- _What is asked_
a. In the forum passage on Spin objects and namespaces, condense the paragraph beginning "I was going to say that namespaces" into a single shorter sentence that keeps its main points.
b. Resume the forum passage on Spin objects and namespaces after its final sentence, and write a few more sentences in the same conversational voice.

- _Source passage_
--- Start ---

See C++ for an example of how this can go horribly wrong:) I posted an example in post #86 of this thread.
As I read through this thread, the concept that occurs to me is "namespaces".
If an object can be declared to exist in a namespace, then could not any other object "find" objects through namespaces? Perhaps the namespace could be the entity that contains the mega-pointers and the mega pointers could be produced on the fly, as needed, by the compiler when it is doing its "linker pass" ?
This is pretty heady stuff in this thread, but I am concerned (like others here) that "trying to do tricky things" will end up "tricking me the most"
I was going to say that namespaces, as in C++ and such, aren't really intended to solve this "passing objects around" problem. Namespaces are simply about trying to avoid name clashes between things in different libs or classes.
BUT:
You may have said something profound.
In Spin we cannot create instances of objects dynamically.They are all statically constructed by the compiler at compile time.
That means all the information you need to use any objects methods and vars from another object is available in your binary somewhere.
You just have to find it and have a way to use it.

--- End ---

- _Material provided_
--- Start ---

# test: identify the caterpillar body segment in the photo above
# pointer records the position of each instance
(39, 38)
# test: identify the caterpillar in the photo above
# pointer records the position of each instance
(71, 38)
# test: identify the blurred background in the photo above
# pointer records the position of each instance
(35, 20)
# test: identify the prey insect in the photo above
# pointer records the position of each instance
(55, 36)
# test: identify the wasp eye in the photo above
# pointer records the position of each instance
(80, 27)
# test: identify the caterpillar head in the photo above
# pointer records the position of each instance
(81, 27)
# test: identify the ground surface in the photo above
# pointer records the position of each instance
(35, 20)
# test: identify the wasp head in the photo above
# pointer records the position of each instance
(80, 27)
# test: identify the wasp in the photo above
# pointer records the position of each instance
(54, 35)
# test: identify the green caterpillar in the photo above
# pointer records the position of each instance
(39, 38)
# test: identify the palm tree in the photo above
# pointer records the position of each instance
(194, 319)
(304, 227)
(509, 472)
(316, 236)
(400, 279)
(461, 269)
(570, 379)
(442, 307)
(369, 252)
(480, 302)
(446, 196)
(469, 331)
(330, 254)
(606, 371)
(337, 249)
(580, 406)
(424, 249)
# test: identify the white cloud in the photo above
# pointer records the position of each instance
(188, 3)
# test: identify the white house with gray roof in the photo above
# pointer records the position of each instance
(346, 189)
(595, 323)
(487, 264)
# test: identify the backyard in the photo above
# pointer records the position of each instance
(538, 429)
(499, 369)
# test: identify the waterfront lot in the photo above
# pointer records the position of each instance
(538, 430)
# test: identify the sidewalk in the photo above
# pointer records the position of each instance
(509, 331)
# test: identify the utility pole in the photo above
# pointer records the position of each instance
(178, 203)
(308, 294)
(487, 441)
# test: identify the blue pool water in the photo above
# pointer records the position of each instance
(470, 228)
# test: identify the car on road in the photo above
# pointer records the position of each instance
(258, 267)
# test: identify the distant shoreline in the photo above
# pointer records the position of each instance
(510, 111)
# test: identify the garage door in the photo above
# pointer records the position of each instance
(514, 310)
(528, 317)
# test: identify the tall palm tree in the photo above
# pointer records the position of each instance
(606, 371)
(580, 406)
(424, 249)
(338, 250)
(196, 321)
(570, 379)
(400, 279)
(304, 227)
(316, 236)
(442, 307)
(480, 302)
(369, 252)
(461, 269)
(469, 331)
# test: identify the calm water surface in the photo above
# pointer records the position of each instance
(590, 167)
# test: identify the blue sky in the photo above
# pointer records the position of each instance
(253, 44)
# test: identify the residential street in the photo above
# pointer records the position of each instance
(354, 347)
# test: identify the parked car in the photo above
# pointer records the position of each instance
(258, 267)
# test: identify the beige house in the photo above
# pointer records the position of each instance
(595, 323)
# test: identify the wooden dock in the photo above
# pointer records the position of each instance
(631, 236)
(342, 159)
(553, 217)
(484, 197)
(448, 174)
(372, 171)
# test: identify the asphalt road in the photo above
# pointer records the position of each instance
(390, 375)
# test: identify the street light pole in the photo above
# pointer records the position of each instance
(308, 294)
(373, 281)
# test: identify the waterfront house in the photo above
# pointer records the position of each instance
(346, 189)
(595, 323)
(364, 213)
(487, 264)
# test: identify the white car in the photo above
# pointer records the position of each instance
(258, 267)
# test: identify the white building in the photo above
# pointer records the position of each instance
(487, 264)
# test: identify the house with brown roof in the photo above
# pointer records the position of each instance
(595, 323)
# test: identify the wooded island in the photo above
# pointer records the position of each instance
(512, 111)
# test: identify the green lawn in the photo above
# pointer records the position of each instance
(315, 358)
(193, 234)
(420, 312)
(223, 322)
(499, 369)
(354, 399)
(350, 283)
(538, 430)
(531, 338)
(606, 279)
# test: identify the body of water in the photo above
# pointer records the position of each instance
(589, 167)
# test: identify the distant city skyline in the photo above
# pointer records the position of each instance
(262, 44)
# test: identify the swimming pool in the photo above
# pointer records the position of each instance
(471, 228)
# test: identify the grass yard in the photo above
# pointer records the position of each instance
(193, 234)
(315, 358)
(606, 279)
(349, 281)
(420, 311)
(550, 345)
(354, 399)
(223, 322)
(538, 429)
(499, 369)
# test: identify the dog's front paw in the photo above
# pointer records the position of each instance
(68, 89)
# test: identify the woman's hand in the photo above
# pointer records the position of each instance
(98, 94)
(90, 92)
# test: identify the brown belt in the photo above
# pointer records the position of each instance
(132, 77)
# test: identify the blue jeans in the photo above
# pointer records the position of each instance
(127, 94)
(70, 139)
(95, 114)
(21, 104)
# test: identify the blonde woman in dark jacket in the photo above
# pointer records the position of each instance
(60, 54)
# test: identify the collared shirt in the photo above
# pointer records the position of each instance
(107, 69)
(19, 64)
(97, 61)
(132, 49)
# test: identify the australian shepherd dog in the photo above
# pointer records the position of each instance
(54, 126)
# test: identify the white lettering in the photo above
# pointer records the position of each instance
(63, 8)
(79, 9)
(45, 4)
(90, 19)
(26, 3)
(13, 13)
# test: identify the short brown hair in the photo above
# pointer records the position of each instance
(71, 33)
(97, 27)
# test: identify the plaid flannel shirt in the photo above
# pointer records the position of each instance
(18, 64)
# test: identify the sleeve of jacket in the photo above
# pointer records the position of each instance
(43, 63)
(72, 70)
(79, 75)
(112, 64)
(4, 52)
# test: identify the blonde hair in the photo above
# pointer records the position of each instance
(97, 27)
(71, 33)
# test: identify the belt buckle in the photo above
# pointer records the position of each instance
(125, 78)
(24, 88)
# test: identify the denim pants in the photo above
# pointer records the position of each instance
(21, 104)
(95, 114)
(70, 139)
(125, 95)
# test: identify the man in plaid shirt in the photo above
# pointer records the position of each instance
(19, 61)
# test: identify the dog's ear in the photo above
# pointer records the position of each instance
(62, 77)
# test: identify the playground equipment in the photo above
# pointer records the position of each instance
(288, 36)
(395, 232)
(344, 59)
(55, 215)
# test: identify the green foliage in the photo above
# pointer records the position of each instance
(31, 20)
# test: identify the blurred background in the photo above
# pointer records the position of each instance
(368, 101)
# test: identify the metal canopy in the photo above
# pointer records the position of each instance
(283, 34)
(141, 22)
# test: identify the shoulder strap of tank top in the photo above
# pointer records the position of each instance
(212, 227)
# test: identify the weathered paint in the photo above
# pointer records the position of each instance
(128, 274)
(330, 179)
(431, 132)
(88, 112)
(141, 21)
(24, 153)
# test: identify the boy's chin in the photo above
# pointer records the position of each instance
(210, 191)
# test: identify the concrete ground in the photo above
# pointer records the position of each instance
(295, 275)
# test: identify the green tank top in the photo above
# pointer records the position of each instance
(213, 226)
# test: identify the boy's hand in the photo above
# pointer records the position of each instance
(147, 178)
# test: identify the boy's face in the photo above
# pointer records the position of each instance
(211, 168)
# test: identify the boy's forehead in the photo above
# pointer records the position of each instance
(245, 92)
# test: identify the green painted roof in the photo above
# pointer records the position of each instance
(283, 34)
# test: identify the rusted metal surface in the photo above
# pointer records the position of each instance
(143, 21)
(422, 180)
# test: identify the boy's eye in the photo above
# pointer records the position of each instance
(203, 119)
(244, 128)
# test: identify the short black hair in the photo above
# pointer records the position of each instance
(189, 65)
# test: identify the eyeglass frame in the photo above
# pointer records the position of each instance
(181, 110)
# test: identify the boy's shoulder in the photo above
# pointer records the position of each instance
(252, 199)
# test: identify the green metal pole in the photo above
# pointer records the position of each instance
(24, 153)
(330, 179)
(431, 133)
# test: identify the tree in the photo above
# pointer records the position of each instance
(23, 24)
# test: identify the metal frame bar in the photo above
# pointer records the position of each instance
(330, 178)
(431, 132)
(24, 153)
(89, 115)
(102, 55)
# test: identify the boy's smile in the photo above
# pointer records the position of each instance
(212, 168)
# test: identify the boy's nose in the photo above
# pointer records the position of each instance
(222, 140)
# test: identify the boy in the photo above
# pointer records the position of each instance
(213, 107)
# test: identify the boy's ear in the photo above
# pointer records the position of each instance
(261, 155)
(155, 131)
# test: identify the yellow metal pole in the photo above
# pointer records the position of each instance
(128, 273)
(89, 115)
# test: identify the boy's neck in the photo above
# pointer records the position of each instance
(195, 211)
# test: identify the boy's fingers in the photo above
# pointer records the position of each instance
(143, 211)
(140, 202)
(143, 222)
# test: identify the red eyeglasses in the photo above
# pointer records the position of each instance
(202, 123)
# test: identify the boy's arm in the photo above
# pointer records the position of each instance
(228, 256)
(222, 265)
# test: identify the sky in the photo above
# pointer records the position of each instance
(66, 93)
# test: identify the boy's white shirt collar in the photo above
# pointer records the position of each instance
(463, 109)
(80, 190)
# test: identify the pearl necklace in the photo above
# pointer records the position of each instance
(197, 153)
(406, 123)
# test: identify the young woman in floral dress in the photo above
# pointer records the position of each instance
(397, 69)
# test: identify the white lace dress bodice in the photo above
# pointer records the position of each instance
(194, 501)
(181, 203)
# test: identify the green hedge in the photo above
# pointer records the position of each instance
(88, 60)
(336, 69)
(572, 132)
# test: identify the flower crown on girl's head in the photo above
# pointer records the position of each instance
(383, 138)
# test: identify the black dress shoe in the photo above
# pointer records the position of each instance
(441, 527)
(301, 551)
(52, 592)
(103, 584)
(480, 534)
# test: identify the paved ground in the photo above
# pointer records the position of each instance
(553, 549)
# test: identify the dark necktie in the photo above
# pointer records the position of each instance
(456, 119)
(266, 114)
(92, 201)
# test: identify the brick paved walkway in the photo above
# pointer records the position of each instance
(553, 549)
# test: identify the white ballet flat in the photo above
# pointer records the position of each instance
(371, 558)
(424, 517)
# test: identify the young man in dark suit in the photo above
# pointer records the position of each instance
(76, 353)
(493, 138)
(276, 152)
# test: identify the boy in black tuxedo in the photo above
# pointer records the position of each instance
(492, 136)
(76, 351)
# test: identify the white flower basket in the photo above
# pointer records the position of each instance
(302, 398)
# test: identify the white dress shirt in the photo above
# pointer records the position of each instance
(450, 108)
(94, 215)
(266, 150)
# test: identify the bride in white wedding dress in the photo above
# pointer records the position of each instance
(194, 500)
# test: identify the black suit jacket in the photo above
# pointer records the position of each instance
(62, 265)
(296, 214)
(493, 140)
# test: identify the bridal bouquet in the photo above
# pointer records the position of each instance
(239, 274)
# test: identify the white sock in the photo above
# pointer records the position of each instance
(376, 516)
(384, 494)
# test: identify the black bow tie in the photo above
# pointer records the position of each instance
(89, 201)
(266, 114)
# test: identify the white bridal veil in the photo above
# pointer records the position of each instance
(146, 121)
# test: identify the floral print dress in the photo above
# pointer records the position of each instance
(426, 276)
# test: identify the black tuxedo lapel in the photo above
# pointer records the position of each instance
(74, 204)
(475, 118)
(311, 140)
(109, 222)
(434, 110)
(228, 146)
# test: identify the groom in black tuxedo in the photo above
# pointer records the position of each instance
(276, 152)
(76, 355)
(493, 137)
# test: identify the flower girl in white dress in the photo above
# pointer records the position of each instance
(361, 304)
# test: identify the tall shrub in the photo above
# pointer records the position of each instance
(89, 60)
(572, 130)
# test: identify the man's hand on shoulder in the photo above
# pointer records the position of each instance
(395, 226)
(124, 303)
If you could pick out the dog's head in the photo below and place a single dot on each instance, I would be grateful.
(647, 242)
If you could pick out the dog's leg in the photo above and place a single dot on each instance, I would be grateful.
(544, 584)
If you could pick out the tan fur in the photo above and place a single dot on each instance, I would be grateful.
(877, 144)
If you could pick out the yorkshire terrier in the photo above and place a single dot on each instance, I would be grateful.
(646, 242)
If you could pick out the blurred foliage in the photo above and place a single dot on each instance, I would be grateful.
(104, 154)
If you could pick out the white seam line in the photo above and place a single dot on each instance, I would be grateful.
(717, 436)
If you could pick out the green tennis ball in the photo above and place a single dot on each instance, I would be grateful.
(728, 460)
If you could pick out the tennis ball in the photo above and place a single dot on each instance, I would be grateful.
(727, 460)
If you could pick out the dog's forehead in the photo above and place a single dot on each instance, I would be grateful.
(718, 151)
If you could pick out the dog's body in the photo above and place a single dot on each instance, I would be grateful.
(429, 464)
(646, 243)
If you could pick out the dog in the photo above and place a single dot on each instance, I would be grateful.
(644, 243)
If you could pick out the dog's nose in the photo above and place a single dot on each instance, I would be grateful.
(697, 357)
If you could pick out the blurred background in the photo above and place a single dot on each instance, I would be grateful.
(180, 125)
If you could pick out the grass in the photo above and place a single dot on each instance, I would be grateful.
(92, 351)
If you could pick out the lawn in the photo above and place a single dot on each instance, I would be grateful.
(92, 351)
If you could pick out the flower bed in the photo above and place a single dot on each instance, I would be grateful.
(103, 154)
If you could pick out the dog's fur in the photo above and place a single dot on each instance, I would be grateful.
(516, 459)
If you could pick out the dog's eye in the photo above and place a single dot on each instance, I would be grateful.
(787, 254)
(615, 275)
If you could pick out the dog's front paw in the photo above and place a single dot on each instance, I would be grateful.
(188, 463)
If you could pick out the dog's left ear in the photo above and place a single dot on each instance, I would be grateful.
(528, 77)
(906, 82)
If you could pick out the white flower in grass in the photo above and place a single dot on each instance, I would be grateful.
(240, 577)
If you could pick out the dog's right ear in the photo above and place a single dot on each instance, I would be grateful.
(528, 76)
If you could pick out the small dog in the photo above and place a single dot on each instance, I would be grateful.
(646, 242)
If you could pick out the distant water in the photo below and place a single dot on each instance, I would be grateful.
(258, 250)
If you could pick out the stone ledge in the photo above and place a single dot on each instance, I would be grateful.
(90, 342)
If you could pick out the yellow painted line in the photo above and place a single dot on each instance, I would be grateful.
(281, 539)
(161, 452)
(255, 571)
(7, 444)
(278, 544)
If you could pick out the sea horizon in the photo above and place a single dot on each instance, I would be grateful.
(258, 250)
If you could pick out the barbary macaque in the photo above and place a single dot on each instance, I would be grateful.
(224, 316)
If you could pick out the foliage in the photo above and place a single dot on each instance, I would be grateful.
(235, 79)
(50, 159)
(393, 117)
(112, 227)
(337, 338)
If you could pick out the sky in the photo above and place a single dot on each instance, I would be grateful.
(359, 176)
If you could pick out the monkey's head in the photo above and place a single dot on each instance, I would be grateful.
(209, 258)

--- End ---

- _Results for each task_
a. Namespaces, as in C++, only prevent name clashes between things in different libraries or classes and aren't really meant to solve the problem of passing objects around.

b.
So;
As you say, a "namespace" could be like some kind of OBJ section that is somehow made globally available. Which contains all the info to access all objects that are in that name space.
....Before I think this thought any further. It occurs to me that this "name space" idea does not address the issue of being able to dynamically change the currently used objects for another, as in switching serial ports. Whilst we only have statically instantiated objects if we had object pointers we could dynamically change what those pointers point to. Not so with name spaces.
...That means all the information you need to use any objects methods and vars from another object is available in your binary somewhere. You just have to find it and have a way to use it....As you say, a "namespace" could be like some kind of OBJ section that is somehow made globally available. Which contains all the info to access all objects that are in that name space.
I think you caught the germ of the idea that I was trying to express. Perhaps another "overloaded phrase" would be a "registry" that exists within the compiled output. So for example in one instance I use Object-A in a program variant, and Object-A "gets registered" in the "namespace" as MyVeryCoolFoo. Next week, I need to swap out Object-A with Object-Z-from-outer-space -- and this object now becomes "registered" in the "namespace" under the same "key" (MyVeryCoolFoo).
Another possible use of this notion could be: Both Object-A and Object-Z... are included in the compiled output. One of the "registered" as "output-option-a" and the other "registered" as "output-option-z". Then if program logic could "select a or z" for use then perhaps that is another option to consider?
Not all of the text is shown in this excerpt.